WHAT TO PRODUCE: Repeat the lines from the line with "of the cream" to the line with "Phrase: cream soup" in the listing below, keeping both end lines and adding nothing.

SOURCE DATA:

★ ★ ★

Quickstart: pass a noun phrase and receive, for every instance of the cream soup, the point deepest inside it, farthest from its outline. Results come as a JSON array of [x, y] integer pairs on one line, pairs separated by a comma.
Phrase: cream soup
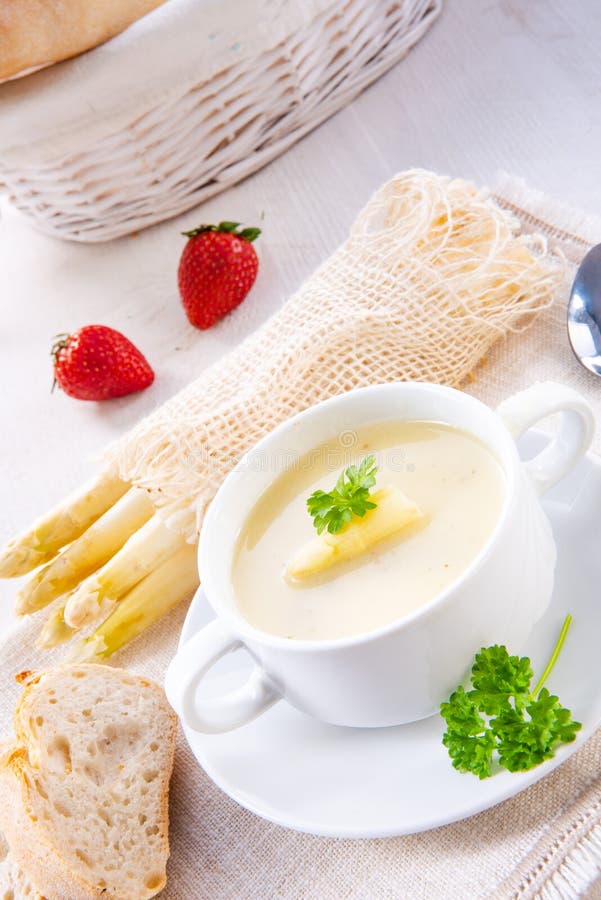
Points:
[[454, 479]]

★ ★ ★

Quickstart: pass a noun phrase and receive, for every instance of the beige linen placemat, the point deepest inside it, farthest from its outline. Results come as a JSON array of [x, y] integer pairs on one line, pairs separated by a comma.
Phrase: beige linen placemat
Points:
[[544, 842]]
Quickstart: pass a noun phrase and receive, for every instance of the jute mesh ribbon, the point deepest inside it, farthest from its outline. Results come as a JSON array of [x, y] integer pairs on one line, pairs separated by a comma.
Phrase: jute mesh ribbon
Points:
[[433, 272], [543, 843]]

★ ★ ★

ANSWER TO THIS TASK:
Quickstart: pass a noun phrase and receive, for every instance of the cream soup, the point deepest inside it, farthest from its outline. Results come as a JSON array of [x, y] integer pairs on one line, pairs separated by a comma.
Phrase: cream soup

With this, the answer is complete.